» **Page excerpt**:
* * * * * * * * *
# Experianced opinion on dust collection system needed



## tomasm (Sep 13, 2007)

Hello everyone I'm contacting you from Greece. I'm novice in air filtration and dust collection as I mostly worked in open places(outside), but now I'm planning to set up a little workshop in an old storage room which is about 3,00m x 2,50m. The tools I'm planning to use is a small drill, a router, a jigsaw, handheld sander and a small CNC. Which would be the best choice: 1) to build a small cyclonic dust collection system with 1hp motor (silent, cheaper, and less Watt than a shop vacuum) and smaller ducting/cyclone sizes than the original sized once, or 2) should I use a shop vacuum (huge problem with the noise in this case) to do the bussines. As far as it concenes ducting I need 6 hoses, 3 for the basic tools, drill, jigsaw, router, 1 for the floor, 2 hoses with gates for handheld sander(to plug a flexible hose) and for the CNC (all with a blast gate each??). All the hoses/gates would be in a line of the longer side of the storage room (3,00 meters) If in my case a cyclone could do the job I would much appreciate to help me find out the right hoses width and the right way for best Grounding of the ducting?! I have searched a lot concerning the grounding matter but the most I searched the most complicated this search became. Thanks in advance for your time reading my post, and any help would be much appreciated.


----------



## Messman (Sep 9, 2007)

I would go with the cyclone. Remember it is about air flow. I have 4" ducting for my dust collection system. I do not have the ducting grounded. I know ssome say that I should. I do not know how much time you spend in your shop, but if you are like me the only time the dust collection is on is when a tool is on, then the system is not running for long periods of time...I have never been shocked...that is not to say that there is no danger of the system building up a static charge. So the grounding is a call that you have to make, so make sure it is an educated one. Of course my suggestion is to ground it to be the safest. How that is done I am not sure, someone else would have to chime in for that.
* * * * * * * * *
» **What you need to do**:
A - Answer these from the dust collection thread:
(i) What size is the storage room planned for the workshop?
(ii) How many hoses does the original poster say the ducting needs?
(iii) What size ducting does Messman have?
B - Summarize the dust collection thread in two sentences.
Answer from the dust collection thread alone.

» **Dataset excerpt**:
* * * * * * * * *
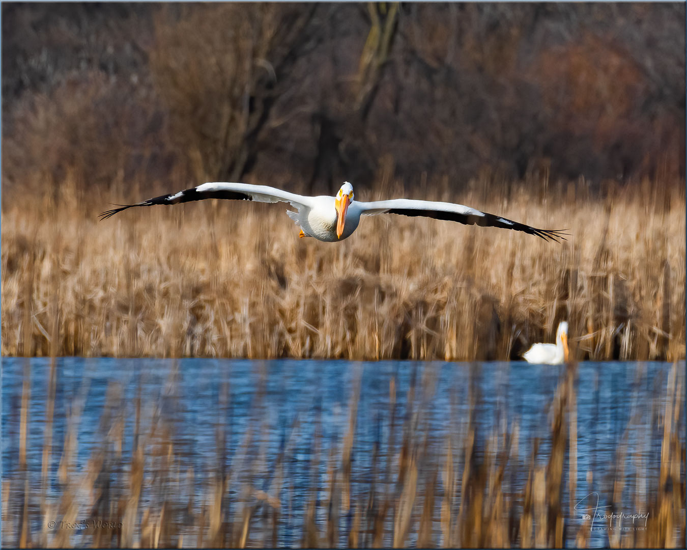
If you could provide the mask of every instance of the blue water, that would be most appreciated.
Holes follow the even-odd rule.
[[[632,460],[638,457],[643,461],[650,480],[646,490],[651,487],[651,480],[657,479],[662,428],[657,426],[656,415],[664,408],[662,399],[671,366],[660,362],[620,362],[578,365],[578,495],[601,493],[605,489],[616,464],[616,450],[624,436],[634,453]],[[684,394],[684,364],[677,370]],[[3,478],[10,478],[17,468],[25,372],[30,376],[31,387],[27,465],[34,474],[30,478],[32,485],[39,487],[49,374],[47,359],[32,359],[27,364],[23,358],[3,360]],[[417,437],[427,437],[427,448],[436,454],[433,463],[438,463],[441,471],[447,436],[458,437],[460,441],[471,413],[477,426],[478,446],[482,448],[494,431],[502,434],[517,426],[517,454],[511,457],[504,477],[510,490],[521,492],[526,478],[509,477],[509,468],[526,473],[535,438],[539,438],[536,463],[544,465],[548,460],[550,406],[563,372],[563,367],[520,362],[59,358],[49,497],[60,494],[58,468],[70,412],[82,408],[76,421],[78,445],[74,465],[80,472],[91,453],[102,448],[115,419],[124,419],[122,452],[131,456],[139,398],[141,434],[149,431],[153,418],[167,419],[173,426],[179,471],[193,468],[196,502],[203,498],[205,482],[215,473],[218,428],[225,431],[226,437],[219,460],[227,468],[245,466],[247,456],[251,460],[264,456],[269,465],[280,452],[286,452],[289,459],[286,474],[295,495],[293,516],[291,523],[289,520],[282,522],[280,540],[285,545],[297,545],[304,506],[298,500],[302,497],[304,500],[307,489],[312,486],[311,461],[318,461],[318,497],[324,498],[329,451],[341,448],[348,426],[349,403],[359,383],[352,468],[355,495],[364,498],[368,490],[365,476],[373,465],[375,446],[381,456],[398,452],[407,419],[416,423]],[[396,388],[393,412],[397,428],[393,449],[389,441],[392,380]],[[472,393],[471,386],[476,390]],[[471,399],[475,395],[476,400]],[[684,432],[683,428],[681,433]],[[253,439],[247,450],[243,444],[249,433]],[[319,454],[313,450],[316,441],[322,442]],[[381,460],[379,471],[383,471],[386,459]],[[635,488],[635,470],[631,459],[625,460],[625,492],[629,496]],[[567,487],[567,456],[565,465]],[[266,468],[267,477],[258,476],[251,480],[258,489],[260,485],[269,487],[269,466]],[[589,483],[587,472],[594,472]],[[572,537],[567,544],[572,546],[581,519],[567,518],[567,494],[566,490],[563,509],[566,522],[570,522],[569,538]],[[627,505],[627,513],[637,512],[632,505]],[[438,507],[435,512],[438,520]],[[80,544],[78,538],[73,540]],[[412,534],[409,540],[413,540]],[[7,544],[4,535],[3,542]],[[607,545],[607,536],[595,532],[590,544]]]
* * * * * * * * *
» **Answers to each task**:
A -
(i) About 3,00 m by 2,50 m.
(ii) Six.
(iii) 4".

B - A novice from Greece setting up a small workshop in an old storage room asks whether to build a small cyclonic dust collection system with a 1 hp motor or use a noisy shop vacuum, and asks for help choosing hose width and grounding the ducting. Messman recommends the cyclone, stresses air flow, and says his own 4" ducting is not grounded, though he suggests grounding it to be safest.